- Task brief -
Go to the line that contains "Where can the finger be" and extract it along with every line after it, exactly, through the end of the data below.

- Material for the task -
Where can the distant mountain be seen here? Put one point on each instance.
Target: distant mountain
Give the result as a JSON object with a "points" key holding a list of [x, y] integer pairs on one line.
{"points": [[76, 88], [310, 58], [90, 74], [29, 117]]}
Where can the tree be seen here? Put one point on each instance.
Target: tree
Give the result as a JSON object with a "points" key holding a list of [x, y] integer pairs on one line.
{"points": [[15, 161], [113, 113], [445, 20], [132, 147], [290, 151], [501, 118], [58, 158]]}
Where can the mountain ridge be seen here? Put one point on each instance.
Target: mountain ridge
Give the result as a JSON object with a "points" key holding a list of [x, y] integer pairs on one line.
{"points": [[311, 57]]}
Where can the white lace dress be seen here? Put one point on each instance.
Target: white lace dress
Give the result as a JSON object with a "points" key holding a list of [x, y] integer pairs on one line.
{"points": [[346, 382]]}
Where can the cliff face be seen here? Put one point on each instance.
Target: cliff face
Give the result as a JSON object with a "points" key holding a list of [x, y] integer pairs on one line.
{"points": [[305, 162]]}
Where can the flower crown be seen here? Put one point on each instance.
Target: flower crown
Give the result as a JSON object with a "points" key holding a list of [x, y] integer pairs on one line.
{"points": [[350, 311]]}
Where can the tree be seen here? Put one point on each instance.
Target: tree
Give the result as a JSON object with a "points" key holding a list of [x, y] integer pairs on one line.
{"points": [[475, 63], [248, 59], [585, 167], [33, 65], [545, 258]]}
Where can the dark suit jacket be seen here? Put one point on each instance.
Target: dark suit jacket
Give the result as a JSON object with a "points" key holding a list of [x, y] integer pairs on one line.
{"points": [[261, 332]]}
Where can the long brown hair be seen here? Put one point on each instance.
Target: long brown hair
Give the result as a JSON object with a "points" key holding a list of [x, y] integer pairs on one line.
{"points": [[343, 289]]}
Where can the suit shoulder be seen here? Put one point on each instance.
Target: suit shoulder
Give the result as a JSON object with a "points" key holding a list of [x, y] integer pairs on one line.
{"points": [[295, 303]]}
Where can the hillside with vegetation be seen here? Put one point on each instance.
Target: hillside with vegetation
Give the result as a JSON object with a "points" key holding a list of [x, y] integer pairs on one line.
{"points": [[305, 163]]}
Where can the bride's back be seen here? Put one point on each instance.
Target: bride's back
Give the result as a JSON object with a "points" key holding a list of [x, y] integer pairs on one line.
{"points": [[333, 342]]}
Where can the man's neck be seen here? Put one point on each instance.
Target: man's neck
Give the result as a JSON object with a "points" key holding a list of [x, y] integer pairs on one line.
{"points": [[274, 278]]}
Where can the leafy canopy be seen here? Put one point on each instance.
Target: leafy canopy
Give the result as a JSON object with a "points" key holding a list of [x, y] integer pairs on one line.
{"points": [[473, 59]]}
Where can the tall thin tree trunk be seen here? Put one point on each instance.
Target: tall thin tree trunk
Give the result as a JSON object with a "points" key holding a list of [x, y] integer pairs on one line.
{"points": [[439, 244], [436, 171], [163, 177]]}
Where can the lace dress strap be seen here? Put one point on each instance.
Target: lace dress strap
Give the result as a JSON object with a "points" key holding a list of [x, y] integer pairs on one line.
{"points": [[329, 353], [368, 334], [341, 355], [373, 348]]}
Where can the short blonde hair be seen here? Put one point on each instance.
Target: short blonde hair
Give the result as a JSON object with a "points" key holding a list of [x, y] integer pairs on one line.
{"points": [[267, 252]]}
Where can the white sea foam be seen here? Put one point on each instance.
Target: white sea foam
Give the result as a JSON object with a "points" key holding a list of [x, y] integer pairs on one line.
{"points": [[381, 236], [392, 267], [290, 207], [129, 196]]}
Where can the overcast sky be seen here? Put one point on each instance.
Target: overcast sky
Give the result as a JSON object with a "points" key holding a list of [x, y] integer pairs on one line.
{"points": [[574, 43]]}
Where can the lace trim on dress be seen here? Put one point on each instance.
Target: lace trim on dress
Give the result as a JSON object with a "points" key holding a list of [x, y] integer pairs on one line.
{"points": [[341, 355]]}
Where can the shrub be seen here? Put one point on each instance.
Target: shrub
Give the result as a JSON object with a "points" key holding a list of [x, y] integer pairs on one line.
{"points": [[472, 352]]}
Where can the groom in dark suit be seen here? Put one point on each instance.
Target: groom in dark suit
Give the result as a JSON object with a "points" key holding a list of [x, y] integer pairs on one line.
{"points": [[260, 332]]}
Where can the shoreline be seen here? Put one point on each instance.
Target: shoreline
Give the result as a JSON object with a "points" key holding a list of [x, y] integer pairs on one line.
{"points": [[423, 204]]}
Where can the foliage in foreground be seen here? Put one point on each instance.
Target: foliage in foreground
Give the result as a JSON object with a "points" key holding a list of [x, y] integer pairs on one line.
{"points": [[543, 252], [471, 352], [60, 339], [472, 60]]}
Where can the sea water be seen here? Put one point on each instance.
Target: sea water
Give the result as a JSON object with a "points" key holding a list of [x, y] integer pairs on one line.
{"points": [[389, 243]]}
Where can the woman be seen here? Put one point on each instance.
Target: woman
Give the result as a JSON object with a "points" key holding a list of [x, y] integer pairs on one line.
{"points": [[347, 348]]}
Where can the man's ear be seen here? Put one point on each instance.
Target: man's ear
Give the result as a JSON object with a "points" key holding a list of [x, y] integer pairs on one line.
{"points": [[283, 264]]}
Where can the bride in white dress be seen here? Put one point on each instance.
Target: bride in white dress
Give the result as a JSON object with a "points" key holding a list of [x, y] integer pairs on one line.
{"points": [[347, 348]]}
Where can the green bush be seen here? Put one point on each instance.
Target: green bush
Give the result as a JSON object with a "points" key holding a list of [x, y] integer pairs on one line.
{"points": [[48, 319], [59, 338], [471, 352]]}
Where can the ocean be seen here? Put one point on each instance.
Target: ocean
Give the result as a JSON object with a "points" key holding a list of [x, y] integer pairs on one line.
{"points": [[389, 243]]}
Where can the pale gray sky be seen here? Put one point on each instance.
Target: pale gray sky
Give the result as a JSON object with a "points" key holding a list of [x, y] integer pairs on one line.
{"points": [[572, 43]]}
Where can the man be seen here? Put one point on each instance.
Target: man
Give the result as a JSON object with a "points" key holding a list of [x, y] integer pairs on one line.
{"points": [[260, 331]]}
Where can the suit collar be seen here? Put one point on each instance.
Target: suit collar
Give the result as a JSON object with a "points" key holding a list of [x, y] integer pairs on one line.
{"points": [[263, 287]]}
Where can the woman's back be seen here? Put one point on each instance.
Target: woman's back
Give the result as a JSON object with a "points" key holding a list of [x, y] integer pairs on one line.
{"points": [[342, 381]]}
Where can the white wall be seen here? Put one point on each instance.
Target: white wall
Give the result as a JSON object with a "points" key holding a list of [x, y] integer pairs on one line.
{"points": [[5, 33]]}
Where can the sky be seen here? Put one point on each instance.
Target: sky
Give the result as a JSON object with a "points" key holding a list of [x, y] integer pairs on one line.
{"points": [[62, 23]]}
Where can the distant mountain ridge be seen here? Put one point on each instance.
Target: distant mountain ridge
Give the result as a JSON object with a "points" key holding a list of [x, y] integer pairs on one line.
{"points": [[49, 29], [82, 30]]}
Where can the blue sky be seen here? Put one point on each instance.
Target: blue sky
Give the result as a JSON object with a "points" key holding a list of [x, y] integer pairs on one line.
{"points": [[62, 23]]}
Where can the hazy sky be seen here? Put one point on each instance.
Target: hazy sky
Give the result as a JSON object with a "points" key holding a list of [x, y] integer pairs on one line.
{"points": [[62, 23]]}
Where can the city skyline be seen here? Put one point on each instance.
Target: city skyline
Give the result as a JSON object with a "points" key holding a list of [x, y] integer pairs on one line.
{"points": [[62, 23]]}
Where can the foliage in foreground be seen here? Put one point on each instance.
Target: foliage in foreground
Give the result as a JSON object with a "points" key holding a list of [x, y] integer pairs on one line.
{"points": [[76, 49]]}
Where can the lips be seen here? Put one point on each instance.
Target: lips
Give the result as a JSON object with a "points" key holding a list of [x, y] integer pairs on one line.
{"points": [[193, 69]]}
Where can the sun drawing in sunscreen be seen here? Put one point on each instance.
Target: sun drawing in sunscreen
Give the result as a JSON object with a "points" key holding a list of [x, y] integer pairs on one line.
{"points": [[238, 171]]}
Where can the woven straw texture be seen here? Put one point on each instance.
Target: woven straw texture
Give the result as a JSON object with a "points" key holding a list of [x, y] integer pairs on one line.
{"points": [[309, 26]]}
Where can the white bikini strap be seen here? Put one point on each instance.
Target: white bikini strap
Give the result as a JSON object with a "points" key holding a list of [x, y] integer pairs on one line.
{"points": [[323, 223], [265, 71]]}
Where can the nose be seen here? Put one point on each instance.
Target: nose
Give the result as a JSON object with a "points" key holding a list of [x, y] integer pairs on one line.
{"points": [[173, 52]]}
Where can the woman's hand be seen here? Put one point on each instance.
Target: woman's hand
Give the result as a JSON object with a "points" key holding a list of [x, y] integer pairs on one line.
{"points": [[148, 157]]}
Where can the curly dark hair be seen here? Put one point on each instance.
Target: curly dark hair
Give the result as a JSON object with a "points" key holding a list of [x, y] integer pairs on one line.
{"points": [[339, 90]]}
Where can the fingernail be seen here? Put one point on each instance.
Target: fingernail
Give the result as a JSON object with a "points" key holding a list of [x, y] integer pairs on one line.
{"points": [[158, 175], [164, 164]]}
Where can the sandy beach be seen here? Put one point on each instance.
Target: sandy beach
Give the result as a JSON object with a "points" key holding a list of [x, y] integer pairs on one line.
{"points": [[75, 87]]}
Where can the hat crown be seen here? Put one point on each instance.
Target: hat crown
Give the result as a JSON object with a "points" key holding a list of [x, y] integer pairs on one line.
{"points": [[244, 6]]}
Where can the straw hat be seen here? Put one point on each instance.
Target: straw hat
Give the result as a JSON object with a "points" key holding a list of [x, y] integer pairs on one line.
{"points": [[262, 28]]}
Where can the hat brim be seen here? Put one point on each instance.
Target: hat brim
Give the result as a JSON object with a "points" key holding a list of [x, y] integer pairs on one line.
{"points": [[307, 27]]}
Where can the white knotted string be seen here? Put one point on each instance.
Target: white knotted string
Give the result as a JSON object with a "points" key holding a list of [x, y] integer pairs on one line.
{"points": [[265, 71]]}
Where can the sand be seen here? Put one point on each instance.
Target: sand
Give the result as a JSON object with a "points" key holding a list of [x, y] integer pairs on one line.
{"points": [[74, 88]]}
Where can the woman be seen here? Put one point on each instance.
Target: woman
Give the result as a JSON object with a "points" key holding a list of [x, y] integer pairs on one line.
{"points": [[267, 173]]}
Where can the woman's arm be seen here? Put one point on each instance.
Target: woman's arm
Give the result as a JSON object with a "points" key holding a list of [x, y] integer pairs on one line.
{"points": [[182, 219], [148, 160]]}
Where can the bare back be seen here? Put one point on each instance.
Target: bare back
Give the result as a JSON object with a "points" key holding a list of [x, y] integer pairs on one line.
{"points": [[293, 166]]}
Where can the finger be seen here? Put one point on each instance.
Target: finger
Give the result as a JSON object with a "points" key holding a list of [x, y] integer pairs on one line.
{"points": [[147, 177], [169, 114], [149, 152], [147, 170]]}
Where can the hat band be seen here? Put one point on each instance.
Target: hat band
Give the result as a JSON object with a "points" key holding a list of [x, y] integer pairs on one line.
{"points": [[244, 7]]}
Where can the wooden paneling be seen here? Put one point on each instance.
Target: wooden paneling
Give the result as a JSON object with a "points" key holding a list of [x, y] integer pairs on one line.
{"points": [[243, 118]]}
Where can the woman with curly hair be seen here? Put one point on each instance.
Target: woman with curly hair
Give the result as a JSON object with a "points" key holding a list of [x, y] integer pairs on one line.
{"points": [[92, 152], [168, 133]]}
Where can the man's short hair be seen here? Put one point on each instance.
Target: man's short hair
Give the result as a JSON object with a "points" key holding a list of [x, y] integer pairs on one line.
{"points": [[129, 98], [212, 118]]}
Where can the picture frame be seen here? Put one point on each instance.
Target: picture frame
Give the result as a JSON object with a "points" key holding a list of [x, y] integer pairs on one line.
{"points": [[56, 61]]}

- Expected output -
Where can the finger be seen here? Put one point on each instance.
Target: finger
Give the result as a JSON object with a "points" key holding a list of [x, y] integer pairs on one line.
{"points": [[147, 177], [169, 114], [149, 152], [147, 170]]}
Where can the hat band be seen here? Put one point on each instance.
Target: hat band
Give the result as a JSON object with a "points" key holding a list of [x, y] integer pairs on one line.
{"points": [[244, 7]]}
Where can the wooden paneling be seen here? Put one point on each instance.
Target: wooden paneling
Give the result as a JSON object with a "points" key holding a list of [x, y] integer pairs on one line.
{"points": [[243, 118]]}
Where can the woman with curly hair be seen here? Put one point on each instance.
Target: woman with curly hair
Give the result as a JSON object with a "points" key holding a list of [x, y] integer pairs on one line.
{"points": [[92, 152], [168, 133]]}
Where can the man's short hair be seen here? Put one point on each instance.
Target: man's short hair
Give the result as a JSON object with a "points" key holding a list of [x, y] integer pairs on one line.
{"points": [[129, 98], [212, 118]]}
Where can the picture frame be seen here? Put one point on each instance.
Target: picture frame
Give the result as a JSON object with a "points" key holding a list of [x, y] integer pairs on one line.
{"points": [[56, 61]]}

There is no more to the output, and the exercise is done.